**DATA SHOWN**

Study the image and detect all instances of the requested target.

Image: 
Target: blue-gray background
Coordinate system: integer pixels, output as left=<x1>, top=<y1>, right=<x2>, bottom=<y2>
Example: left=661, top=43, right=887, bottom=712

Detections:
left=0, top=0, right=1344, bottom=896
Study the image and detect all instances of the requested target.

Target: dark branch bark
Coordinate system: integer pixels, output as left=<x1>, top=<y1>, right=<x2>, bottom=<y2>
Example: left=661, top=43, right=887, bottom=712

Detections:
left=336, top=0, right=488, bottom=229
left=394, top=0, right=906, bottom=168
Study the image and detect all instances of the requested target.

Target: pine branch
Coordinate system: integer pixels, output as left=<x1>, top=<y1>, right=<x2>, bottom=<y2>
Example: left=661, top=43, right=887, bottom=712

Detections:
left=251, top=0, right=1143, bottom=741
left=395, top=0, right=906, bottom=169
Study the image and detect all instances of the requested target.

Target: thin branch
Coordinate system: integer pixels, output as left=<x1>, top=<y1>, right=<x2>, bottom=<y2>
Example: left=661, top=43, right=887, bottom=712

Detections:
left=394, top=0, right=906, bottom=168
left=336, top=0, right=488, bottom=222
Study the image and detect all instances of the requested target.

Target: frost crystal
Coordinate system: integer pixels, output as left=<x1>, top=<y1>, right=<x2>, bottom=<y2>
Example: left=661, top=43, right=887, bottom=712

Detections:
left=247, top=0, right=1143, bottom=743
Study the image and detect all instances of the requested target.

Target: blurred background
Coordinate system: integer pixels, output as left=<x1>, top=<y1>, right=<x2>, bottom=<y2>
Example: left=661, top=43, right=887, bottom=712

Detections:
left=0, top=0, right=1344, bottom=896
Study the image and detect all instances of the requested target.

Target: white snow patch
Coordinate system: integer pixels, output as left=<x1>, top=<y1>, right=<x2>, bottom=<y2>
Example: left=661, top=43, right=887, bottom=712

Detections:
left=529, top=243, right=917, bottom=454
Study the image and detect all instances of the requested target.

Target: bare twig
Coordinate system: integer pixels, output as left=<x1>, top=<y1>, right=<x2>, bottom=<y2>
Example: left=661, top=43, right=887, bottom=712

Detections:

**STATED EXERCISE**
Locate every line above that contains the string "branch", matching case exactly, and copy each of those lines in full.

**TASK RESULT**
Target: dark branch bark
Target: pine branch
Target: thin branch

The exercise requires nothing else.